Data entries
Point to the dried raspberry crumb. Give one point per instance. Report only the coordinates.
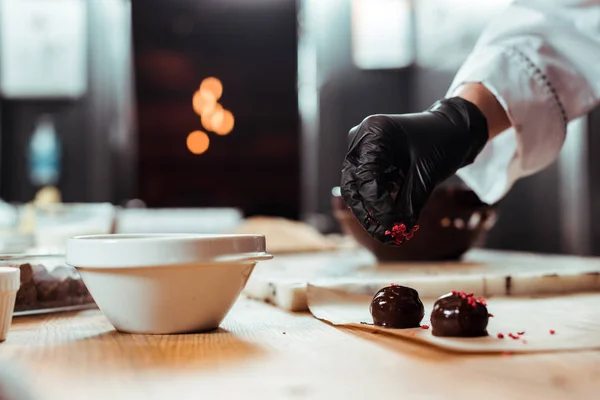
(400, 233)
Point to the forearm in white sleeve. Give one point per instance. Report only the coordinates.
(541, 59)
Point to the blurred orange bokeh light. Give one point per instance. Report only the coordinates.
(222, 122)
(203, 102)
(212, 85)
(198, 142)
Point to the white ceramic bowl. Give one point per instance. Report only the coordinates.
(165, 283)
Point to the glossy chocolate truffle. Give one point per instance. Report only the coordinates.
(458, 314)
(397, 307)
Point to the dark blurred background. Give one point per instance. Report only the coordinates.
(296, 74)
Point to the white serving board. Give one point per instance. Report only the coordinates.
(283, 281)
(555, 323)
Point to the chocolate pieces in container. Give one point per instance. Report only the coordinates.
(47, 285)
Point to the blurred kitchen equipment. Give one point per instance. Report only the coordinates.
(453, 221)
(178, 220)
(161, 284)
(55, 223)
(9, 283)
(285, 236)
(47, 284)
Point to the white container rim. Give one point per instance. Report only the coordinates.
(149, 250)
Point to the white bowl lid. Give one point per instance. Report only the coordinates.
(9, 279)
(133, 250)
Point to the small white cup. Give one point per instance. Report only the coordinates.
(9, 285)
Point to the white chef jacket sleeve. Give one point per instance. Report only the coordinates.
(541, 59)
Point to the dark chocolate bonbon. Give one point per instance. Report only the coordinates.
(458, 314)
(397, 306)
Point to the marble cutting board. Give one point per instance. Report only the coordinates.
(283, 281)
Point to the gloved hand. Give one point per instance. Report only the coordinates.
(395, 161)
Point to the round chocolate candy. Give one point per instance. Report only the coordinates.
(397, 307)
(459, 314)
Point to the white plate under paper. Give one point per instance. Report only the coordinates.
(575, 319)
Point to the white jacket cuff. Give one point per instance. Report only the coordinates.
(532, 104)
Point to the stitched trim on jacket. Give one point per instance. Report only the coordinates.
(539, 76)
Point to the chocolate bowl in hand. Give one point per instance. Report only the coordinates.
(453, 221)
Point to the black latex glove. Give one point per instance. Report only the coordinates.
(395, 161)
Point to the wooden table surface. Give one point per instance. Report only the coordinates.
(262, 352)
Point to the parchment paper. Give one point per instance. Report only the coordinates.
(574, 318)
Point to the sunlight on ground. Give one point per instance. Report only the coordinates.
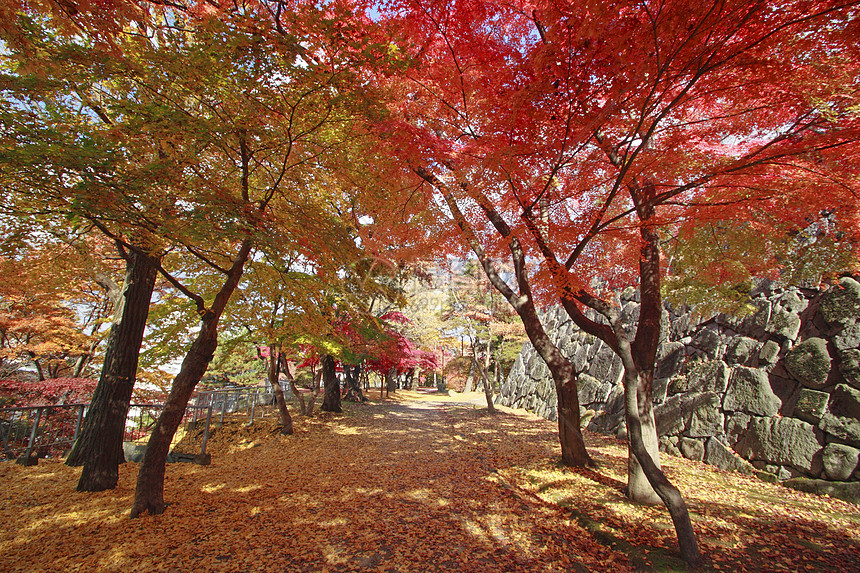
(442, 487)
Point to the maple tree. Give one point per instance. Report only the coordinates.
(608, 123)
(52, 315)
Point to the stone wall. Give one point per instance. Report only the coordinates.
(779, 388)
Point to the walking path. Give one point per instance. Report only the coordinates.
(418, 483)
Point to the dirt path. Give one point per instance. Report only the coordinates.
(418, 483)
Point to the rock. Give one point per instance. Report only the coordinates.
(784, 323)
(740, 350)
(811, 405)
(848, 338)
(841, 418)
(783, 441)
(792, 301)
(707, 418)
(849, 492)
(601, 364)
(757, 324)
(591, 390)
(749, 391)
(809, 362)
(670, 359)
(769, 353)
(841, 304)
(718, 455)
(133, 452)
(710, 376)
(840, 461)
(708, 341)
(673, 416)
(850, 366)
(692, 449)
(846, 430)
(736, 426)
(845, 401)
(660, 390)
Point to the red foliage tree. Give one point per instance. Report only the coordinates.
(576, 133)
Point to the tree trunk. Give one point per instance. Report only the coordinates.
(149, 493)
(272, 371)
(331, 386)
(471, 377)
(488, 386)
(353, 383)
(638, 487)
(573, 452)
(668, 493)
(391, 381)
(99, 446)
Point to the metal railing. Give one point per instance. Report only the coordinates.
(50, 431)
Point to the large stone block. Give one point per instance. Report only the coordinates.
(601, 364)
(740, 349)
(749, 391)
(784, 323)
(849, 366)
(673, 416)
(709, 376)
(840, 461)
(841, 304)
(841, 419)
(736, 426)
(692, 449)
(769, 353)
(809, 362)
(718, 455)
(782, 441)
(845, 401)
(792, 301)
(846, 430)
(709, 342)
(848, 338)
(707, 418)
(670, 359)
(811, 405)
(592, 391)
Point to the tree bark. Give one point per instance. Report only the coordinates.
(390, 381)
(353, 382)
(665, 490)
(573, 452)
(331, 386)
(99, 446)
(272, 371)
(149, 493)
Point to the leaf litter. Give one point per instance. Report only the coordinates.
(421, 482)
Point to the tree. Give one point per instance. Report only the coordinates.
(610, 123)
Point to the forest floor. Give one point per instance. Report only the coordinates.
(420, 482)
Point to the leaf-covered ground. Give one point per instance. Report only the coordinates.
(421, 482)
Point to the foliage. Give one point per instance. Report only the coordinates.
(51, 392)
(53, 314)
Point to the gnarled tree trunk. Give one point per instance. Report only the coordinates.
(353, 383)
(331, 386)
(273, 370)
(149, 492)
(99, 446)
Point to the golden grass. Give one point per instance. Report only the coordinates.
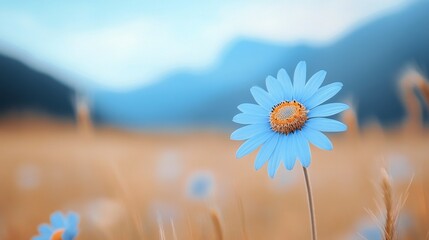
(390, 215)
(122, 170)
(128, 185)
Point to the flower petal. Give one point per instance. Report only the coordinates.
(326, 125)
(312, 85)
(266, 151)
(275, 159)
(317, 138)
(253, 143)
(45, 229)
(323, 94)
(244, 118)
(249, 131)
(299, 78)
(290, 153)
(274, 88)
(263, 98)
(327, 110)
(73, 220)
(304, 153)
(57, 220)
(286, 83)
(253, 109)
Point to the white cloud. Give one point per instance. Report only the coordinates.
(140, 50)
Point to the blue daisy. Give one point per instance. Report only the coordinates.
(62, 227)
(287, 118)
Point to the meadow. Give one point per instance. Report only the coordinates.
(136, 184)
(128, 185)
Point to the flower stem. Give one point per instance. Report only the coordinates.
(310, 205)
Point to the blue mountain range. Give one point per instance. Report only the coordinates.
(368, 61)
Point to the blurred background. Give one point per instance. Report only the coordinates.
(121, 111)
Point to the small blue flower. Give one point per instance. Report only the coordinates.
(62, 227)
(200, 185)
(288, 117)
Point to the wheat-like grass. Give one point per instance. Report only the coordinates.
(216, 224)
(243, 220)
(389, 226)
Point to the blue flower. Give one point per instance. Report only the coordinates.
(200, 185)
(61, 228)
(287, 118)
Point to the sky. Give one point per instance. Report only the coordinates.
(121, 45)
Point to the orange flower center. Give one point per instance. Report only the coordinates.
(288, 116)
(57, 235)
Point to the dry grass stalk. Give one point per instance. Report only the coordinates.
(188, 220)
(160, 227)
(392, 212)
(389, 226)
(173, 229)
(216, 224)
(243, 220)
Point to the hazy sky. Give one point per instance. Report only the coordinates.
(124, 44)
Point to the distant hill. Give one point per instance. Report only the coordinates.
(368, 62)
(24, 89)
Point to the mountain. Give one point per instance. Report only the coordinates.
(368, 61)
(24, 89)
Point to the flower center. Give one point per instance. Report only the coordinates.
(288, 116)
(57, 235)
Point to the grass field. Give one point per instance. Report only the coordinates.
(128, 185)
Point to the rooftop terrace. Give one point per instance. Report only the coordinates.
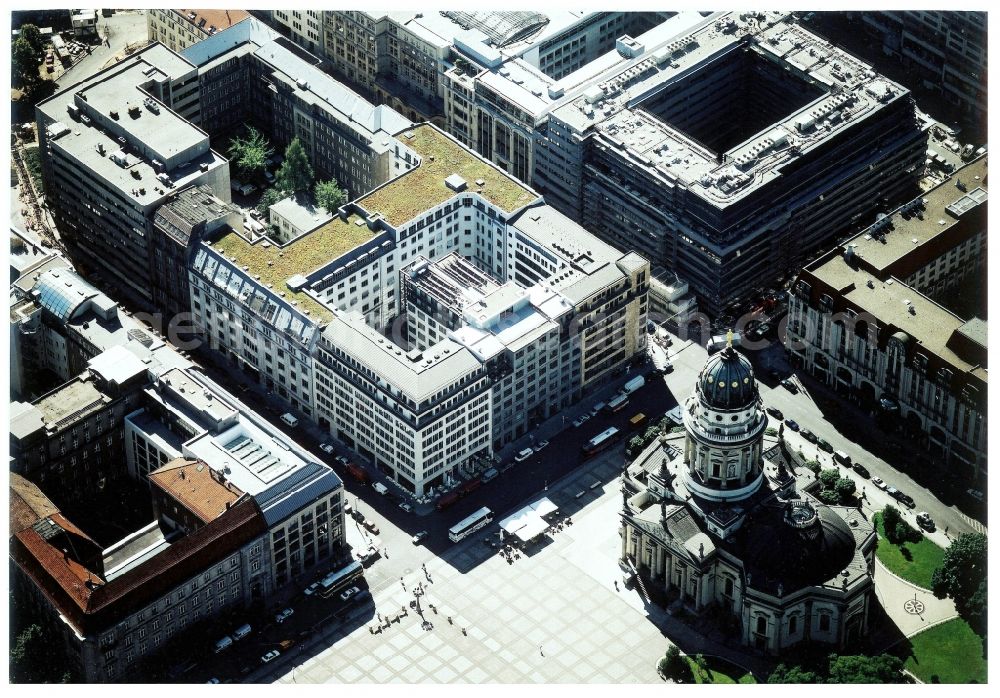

● **Problem description**
Beginning at the line that contains "Point to the white cloud.", copy each remaining line of the records exactly, through the final one. Omit the pictures.

● **Answer in full**
Point to the white cloud. Give one point per instance. Report only the coordinates.
(140, 50)
Point to the blue daisy. Give one point per instance. Report only the coordinates.
(62, 227)
(287, 118)
Point to the meadow. Give one point per instance. Report only the coordinates.
(136, 184)
(128, 185)
Point to the flower stem. Give one point per instance. Report only the coordinates.
(310, 205)
Point to the blue mountain range. Give one point per instance. Report only the coordinates.
(368, 61)
Point to the blurred background. Give one point per instance. Report only the coordinates.
(121, 111)
Point to the small blue flower. Give one point per instance. Report only the coordinates.
(62, 227)
(200, 185)
(288, 117)
Point to the wheat-like grass. Give one point per instance. Report only the coordinates.
(216, 224)
(243, 220)
(389, 226)
Point to the blue flower. Give one point per instance. Report only the coordinates.
(200, 185)
(61, 228)
(287, 118)
Point to the sky. Give one point per instance. Report only the coordinates.
(121, 45)
Point to the orange flower center. Give one point per instance. Report only the coordinates.
(288, 116)
(57, 235)
Point to the dry grass stalk. Give one point per instance. Report only the coordinates.
(188, 220)
(160, 227)
(392, 212)
(389, 226)
(173, 229)
(216, 224)
(243, 220)
Point to the hazy sky. Give one point per instance. Report only the coordinates.
(124, 44)
Point to the distant hill. Give one point per instance. Report only the coordinates.
(368, 62)
(24, 89)
Point to the mountain. Give one point per instance. Report only the coordinates.
(368, 61)
(24, 89)
Point to the flower center. Give one point per instance. Report only the coordinates.
(288, 116)
(57, 235)
Point to the grass field. Give one point per instance. Report only the coordinates.
(128, 185)
Point to the rooftop terrace. Give one point per instance. Report only the coordinates.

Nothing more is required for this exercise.